━━ TEXTO PARA LEITURA

“Eu não só atravesso na faixa de pedestres, como fico de olho nos carros. Se eu faço minha parte, os motoristas também devem fazer, mas se atravesso fora dela e acontecer algo, eu perco um pouco da razão. Eu já tenho 67 anos e criei esse hábito há muitos anos. É uma questão de educação”, disse o porteiro Neo de Oliveira Lopes.

Imagem ilustrativa da imagem 'Velhos' hábitos no trânsito de Londrina colocam pedestres em risco
| Foto: Roberto Custódio

Ele passa semanalmente na rotatória da rua Senador Souza Naves com a rua Celso Garcia Cid, no centro da cidade. O local é um dos mais representativos para a CMTU (Companhia Municipal de Trânsito e Urbanização) quanto ao risco que os pedestres se colocam no trânsito.

“O trecho tem toda a sinalização, inclusive foi uma das primeiras rotatórias a receber a faixa de pedestre, em 2009. Mas os pedestres atravessam na esquina para não terem que andar pouco mais de um metro e seguir com segurança”, comentou o diretor de Trânsito da CMTU, major Sérgio Dalbem.

━━━━
━━ INFORMAÇÕES EXTRAÍDAS

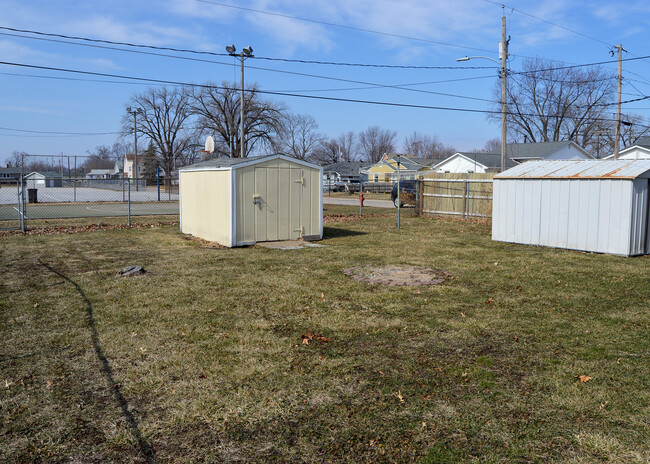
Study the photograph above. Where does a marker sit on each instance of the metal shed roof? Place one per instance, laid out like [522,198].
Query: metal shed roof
[579,169]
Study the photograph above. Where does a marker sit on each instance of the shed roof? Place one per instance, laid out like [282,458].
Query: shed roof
[46,174]
[578,169]
[230,163]
[347,168]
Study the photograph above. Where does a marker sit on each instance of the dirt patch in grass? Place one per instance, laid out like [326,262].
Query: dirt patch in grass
[412,276]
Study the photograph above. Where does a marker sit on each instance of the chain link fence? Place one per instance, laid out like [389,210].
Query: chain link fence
[38,194]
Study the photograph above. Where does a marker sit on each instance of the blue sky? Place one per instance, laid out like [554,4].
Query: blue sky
[413,33]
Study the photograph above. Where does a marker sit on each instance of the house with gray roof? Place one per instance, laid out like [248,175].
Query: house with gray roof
[466,162]
[639,150]
[9,175]
[567,150]
[516,153]
[346,171]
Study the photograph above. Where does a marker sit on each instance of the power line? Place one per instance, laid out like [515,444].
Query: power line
[548,22]
[352,28]
[59,133]
[284,94]
[46,36]
[270,69]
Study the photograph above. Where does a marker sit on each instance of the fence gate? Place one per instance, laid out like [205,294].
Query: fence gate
[11,205]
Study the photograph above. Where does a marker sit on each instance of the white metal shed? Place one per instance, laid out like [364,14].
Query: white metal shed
[594,205]
[241,201]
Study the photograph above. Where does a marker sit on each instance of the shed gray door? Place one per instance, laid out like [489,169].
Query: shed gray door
[277,211]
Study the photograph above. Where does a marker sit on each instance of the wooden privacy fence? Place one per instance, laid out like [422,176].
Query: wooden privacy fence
[467,195]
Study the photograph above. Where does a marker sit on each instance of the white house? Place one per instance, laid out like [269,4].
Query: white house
[129,168]
[516,153]
[100,174]
[640,150]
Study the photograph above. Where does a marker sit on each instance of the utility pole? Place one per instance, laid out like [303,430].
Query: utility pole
[503,52]
[247,52]
[618,102]
[135,112]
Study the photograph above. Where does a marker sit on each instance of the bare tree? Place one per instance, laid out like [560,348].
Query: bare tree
[15,159]
[374,142]
[341,148]
[347,146]
[219,113]
[164,117]
[492,146]
[101,157]
[548,102]
[299,137]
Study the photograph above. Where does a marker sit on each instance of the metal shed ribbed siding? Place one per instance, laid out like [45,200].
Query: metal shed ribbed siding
[599,206]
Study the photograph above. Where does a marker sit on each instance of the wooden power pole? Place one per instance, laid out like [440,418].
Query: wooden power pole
[618,101]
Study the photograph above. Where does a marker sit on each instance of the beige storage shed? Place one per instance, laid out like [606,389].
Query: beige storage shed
[241,201]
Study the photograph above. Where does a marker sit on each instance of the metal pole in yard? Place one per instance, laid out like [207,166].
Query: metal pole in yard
[129,205]
[466,199]
[360,197]
[21,191]
[399,201]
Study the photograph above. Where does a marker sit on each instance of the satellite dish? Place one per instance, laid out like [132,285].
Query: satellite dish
[209,144]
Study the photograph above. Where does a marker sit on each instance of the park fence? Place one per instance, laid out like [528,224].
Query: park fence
[466,195]
[54,198]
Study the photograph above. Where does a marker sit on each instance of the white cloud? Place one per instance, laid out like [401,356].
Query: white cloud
[27,109]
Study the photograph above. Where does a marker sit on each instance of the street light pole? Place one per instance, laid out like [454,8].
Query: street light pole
[503,62]
[247,52]
[503,54]
[135,112]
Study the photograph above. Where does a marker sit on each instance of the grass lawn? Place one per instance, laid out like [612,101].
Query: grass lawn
[202,360]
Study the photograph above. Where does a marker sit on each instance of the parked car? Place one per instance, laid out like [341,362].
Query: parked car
[333,186]
[408,189]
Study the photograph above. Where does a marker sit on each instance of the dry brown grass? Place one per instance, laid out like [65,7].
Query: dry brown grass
[202,360]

━━━━

(INSTRUÇÕES DO EXERCÍCIO):
A. Liste todas as pessoas identificadas pelo nome no texto sobre pedestres em Londrina.
B. De acordo com o texto sobre pedestres em Londrina, em que ano a rotatória recebeu a faixa de pedestre?
C. Dê prosseguimento ao texto sobre pedestres em Londrina a partir do ponto em que ele termina.
A listagem não tem papel nesta atividade.

(RESPOSTAS):
A. Neo de Oliveira Lopes, Roberto Custódio e Sérgio Dalbem.

B. Em 2009.

C.
O fato da faixa de pedestres estar distante da rotatória, tem uma explicação. “O veículo, ao parar para entrar na rotatória precisa ter um espaço livre para não interromper os demais carros que estão circulando nela”, justifica. A mesma situação ocorre nos outros trechos elencados pela CMTU: entorno do Terminal Urbano Central, avenida Rio de Janeiro com rua Benjamin Constant e no viaduto da av. Leste-Oeste com Dez de Dezembro.

“Quem vai acessar ou sair do terminal, ao invés de seguir pela calçada e atravessar na faixa, prefere se arriscar e atravessar a pista na diagonal. Até mesmo a faixa elevada existente no local deveria ser melhor explorada pelos pedestres. Nessa mesma rua, seguindo adiante na esquina com a Rio de Janeiro, a mesma coisa. As pessoas se arriscam para não ter que andar um pouco mais. É uma questão de ter paciência também”, ressaltou.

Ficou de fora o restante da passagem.